#### SCHRIFTLICHE AUFGABEN:
1. Sammeln Sie aus den Datensätzen jede Zeile, in der die Zeichenfolge „tower“ vorkommt. Beachten Sie dabei die Groß- und Kleinschreibung.
2. Nehmen Sie den Forumsbeitrag über die Highslide-Galerie im iframe nach seinem letzten Satz wieder auf und führen Sie ihn weiter.

#### BEREITGESTELLTER TEXT:
○ ○ ○

# Highslidegallery in iframe - "expand" (natürlich) abgeschnitten



## fablicate (22. Nov 2015)

Hallo,

auf meiner Suche durchs Netz nach Hilfe, bin ich hier gelandet (ich hoffen im richtigen Unterforum-habe nichts anderes gefunden und IRC-Chat nutze ich nicht). Es sind im engeren Sinne keine Hausaufgaben, aber ich hoffe ihr könnt mir trotzdem helfen.

Problem:
Ich habe eine Website erstellt und da sich der Aufbau vieler Unterseiten gleicht, die Fotogalerien aber immer anders sind, wollte ich diese via iframe einbinden. Die mitgelieferte Galeriesoftware meines Programm (Webdesigner Premium 11) scheint auf der Highslidegallery zu basieren. Jetzt kenne ich mich mit Java so überhaupt nicht aus und bekomme es nicht hin, das sich nach dem klicken auf das Vorschaubild, das "Expand-Bild" nicht im iframe, sondern als oberste Ebene öffnet (habe gelesen das müsste normalerweise mit "target=_parent" gehen)

○ ○ ○

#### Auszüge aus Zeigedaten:
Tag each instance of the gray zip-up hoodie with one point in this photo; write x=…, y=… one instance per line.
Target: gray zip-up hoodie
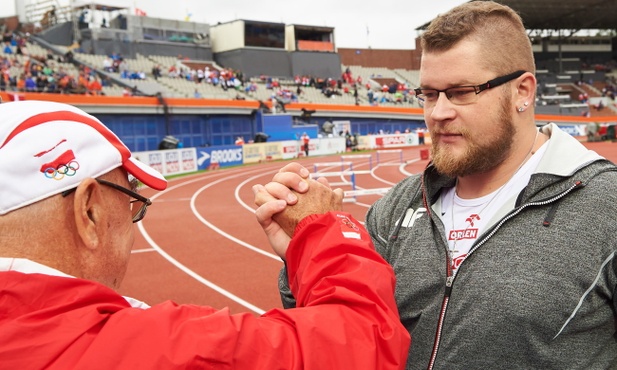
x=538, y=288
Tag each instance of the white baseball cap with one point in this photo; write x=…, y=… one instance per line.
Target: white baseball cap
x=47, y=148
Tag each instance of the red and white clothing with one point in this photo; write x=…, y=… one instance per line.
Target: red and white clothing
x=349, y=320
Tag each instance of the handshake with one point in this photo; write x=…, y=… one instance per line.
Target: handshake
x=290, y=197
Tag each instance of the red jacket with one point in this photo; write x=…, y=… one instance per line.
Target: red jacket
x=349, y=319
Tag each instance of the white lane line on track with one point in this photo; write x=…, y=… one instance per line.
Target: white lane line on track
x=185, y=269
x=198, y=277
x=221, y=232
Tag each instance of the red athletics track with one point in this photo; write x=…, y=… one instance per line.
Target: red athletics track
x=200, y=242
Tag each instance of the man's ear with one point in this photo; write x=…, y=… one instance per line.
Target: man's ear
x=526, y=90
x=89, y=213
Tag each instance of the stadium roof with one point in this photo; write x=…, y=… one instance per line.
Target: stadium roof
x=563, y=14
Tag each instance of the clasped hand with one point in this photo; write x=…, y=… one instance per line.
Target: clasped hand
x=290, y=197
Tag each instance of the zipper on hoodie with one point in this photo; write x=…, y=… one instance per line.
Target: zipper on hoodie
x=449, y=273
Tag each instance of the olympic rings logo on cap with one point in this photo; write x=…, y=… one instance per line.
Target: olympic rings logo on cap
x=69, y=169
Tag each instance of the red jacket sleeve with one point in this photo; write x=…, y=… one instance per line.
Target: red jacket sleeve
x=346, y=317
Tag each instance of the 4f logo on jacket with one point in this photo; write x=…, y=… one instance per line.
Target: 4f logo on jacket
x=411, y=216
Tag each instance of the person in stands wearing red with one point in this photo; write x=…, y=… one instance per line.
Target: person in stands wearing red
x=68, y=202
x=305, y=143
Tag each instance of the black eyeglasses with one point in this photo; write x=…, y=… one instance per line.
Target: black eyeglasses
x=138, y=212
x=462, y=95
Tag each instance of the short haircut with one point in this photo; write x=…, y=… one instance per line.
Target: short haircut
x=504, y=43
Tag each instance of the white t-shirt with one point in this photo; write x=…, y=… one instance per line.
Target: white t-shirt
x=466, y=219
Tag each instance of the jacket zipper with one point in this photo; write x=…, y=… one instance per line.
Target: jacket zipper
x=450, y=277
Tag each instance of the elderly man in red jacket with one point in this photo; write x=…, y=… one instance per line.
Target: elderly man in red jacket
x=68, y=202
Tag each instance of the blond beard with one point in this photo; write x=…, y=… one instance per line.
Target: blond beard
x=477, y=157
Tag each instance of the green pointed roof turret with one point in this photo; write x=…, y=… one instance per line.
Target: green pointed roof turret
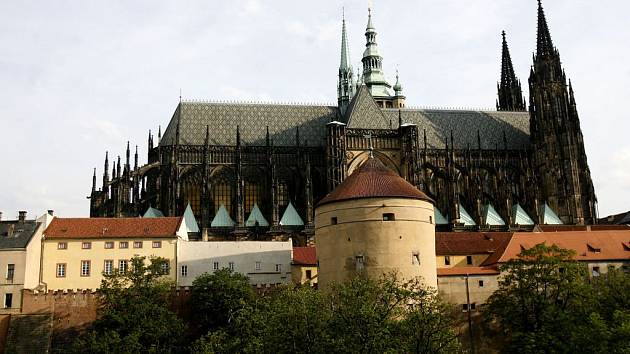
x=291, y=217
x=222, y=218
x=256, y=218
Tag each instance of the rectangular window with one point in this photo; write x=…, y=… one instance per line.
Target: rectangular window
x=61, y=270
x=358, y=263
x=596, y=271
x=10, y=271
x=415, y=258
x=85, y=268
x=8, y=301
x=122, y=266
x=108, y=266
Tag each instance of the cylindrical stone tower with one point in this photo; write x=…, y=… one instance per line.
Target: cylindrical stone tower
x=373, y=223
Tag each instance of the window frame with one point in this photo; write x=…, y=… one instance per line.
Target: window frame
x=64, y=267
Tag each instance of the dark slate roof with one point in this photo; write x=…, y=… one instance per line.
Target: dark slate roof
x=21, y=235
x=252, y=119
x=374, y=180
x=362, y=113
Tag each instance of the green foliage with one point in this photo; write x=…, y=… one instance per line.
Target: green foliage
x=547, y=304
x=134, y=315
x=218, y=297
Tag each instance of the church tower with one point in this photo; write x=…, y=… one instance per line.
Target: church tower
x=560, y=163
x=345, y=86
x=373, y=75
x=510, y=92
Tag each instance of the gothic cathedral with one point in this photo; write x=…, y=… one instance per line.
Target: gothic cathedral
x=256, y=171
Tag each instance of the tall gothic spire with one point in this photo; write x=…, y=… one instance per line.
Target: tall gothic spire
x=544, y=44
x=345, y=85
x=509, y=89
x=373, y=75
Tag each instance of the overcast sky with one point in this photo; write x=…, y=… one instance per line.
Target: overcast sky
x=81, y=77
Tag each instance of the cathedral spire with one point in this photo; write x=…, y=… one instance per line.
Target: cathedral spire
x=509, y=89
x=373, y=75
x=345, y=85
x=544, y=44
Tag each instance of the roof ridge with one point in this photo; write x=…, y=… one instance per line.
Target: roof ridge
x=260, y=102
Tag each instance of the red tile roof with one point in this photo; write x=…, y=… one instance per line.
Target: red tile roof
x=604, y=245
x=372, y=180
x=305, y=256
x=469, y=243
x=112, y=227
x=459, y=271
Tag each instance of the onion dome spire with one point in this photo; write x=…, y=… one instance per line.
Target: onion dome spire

○ ○ ○

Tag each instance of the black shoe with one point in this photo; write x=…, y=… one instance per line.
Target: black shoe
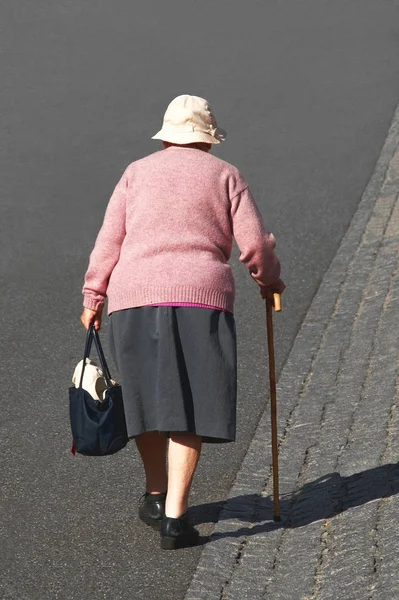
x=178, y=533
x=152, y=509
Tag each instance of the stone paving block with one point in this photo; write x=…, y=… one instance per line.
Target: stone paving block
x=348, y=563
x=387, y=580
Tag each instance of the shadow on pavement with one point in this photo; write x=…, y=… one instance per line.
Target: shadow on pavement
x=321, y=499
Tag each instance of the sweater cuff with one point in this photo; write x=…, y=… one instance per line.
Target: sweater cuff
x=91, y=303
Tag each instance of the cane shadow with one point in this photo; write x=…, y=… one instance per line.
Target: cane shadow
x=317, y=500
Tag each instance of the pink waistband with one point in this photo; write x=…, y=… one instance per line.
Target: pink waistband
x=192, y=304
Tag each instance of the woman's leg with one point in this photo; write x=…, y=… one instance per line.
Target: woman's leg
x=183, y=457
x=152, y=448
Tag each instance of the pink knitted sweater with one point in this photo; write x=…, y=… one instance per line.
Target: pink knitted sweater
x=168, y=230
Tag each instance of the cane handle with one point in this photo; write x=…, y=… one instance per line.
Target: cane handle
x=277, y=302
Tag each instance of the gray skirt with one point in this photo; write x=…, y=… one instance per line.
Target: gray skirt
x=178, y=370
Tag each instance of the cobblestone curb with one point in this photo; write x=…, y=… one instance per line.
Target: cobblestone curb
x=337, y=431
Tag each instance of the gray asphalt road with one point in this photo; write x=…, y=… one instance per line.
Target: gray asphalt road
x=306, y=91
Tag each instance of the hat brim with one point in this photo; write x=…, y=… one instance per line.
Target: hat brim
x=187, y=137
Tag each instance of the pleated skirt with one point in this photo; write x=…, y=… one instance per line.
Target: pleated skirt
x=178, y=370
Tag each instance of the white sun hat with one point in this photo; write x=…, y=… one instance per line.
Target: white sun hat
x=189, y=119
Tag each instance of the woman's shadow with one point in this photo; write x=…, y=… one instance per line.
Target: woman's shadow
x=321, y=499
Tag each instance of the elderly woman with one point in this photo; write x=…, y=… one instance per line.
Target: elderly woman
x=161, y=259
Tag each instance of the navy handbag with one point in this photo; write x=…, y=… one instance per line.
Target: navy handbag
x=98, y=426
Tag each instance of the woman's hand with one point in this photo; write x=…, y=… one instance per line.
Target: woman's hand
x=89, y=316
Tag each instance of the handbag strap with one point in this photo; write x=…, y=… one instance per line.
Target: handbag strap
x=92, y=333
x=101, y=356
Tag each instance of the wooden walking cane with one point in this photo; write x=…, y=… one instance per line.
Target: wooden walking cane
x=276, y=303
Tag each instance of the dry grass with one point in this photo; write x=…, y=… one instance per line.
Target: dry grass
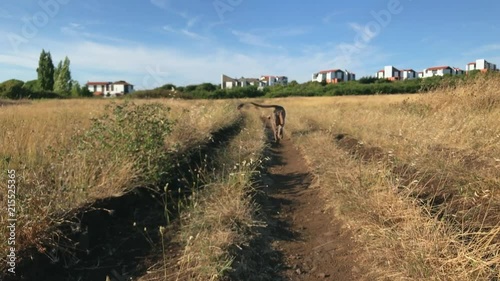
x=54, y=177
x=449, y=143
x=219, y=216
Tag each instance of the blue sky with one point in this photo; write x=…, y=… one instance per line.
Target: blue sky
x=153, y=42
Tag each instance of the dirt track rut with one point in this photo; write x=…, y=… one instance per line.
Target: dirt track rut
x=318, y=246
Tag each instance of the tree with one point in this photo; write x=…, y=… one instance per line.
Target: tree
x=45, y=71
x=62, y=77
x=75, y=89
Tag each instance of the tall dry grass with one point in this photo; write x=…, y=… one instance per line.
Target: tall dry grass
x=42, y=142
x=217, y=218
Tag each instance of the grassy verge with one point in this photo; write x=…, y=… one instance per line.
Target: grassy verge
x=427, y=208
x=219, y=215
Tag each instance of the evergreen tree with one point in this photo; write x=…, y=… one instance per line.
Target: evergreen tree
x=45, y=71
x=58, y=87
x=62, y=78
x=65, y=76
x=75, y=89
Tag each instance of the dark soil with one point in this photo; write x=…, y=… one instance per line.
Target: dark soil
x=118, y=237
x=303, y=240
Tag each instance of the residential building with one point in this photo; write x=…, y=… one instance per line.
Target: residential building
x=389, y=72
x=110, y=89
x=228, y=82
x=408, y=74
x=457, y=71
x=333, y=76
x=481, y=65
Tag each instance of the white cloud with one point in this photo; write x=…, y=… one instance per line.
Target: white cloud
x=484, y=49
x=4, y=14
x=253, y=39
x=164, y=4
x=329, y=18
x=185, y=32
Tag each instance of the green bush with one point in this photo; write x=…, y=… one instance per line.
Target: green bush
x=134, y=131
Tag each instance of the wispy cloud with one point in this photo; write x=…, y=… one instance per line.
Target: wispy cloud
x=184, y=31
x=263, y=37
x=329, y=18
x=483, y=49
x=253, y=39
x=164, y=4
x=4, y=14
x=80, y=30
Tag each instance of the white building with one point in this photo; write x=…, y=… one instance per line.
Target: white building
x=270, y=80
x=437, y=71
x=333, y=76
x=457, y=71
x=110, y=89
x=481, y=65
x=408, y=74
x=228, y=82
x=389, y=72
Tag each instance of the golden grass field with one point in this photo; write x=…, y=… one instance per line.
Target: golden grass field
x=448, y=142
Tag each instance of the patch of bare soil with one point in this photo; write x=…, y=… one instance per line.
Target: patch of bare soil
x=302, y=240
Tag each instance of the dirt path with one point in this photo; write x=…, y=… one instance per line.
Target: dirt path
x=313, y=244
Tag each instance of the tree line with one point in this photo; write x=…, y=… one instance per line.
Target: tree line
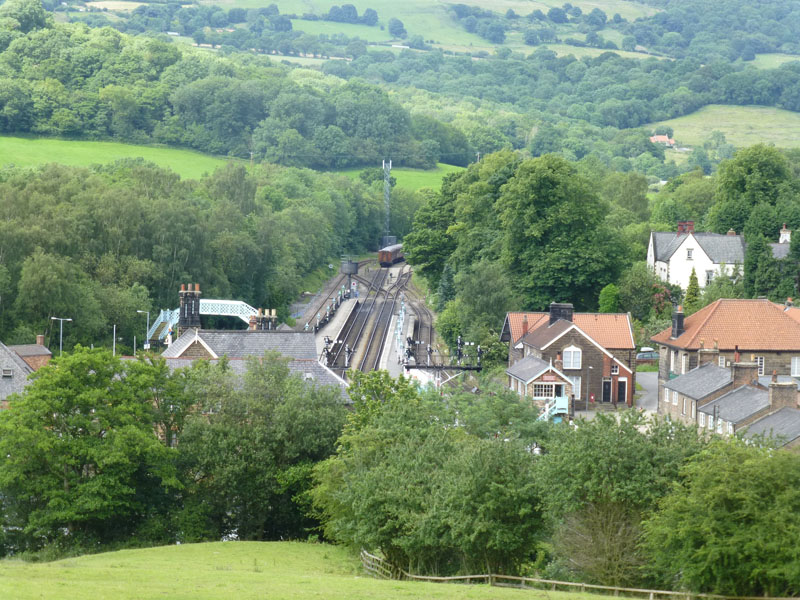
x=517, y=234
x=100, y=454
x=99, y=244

○ ○ ○

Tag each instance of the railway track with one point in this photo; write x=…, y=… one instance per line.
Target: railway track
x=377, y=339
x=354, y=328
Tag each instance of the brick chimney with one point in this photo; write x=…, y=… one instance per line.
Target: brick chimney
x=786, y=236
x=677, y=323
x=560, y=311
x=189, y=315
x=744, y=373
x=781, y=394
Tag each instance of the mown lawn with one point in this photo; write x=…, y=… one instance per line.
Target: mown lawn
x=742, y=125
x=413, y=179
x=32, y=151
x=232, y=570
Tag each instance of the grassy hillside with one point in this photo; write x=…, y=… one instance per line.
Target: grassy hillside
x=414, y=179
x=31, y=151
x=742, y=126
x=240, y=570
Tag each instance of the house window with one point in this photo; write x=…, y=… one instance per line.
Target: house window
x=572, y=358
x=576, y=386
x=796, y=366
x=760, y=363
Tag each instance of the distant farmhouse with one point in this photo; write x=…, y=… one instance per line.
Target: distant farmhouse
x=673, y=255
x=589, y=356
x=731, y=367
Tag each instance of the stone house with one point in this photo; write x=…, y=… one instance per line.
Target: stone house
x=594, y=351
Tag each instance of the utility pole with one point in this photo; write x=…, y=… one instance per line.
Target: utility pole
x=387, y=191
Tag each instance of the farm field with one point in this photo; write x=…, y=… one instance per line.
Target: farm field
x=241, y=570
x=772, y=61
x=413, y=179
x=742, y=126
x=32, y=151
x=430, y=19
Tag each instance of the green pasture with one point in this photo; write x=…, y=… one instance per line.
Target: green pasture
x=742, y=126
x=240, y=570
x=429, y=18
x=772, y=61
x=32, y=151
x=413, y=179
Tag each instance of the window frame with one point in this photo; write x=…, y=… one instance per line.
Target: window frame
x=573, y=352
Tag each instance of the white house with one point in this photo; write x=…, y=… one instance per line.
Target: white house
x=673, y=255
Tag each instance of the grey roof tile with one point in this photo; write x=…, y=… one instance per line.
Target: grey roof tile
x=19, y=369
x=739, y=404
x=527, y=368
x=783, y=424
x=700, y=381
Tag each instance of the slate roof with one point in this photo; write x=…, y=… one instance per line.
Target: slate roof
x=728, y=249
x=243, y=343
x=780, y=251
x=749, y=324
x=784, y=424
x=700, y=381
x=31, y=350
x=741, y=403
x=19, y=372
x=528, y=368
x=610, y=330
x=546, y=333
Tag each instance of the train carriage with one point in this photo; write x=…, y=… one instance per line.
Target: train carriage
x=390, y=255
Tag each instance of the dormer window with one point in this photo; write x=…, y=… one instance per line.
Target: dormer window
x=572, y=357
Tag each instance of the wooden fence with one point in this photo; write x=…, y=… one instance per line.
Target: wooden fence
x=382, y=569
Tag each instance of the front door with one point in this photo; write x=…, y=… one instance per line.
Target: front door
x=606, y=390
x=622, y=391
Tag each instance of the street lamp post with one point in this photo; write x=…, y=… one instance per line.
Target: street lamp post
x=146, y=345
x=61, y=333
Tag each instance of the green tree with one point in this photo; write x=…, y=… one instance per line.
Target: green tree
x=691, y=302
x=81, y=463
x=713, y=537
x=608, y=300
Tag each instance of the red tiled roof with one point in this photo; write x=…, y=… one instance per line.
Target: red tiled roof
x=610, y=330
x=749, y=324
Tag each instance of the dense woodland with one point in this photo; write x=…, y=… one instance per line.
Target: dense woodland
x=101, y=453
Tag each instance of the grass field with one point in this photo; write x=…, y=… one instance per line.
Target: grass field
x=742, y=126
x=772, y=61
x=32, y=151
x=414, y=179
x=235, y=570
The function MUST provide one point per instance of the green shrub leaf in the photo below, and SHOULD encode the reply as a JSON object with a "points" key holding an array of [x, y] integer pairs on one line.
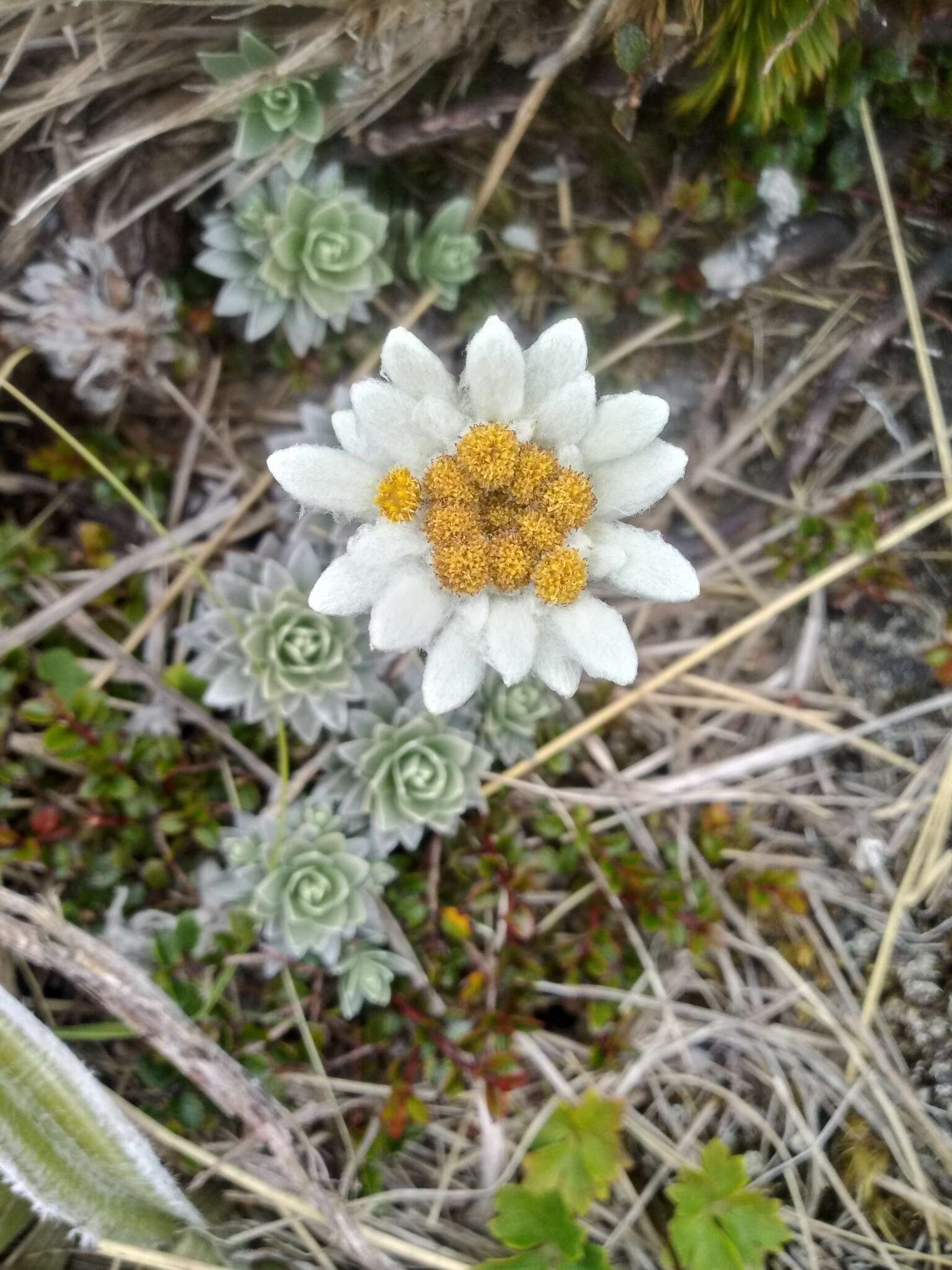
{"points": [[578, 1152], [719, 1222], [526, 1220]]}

○ ○ ○

#### GEORDNETE ERGEBNISSE:
1.
Tag each instance of the cylindrical stone tower with one point in this photo; write x=…, y=… one instance per line.
Target: cylindrical stone tower
Tag each instance of the church tower with one point in this photo; write x=…, y=… one instance per line.
Target: church tower

2.
Soweit ich mich jetzt innerhalb von 2 Tagen in das Thema eingelesen habe, gibt es nur die möglichkeit via alginX und alginY die Position zu bestimmten, aber keinerlei Möglichkeit das öffnen auf der obersten Ebene global zu erzwingen.

Liege ich da richtig? Was kann ich tun? Alles noch mal von vorne überdenken?

Hoffnungsvolle Grüße

fablicate


----------



## Flown (22. Nov 2015)

Du bist nicht im falschen Unterforum, sonder prinzipiell im falschen Forum! Java != JavaScript

Aber vielleicht gibt es doch jemanden mit Kenntnissen zu deinem Problem.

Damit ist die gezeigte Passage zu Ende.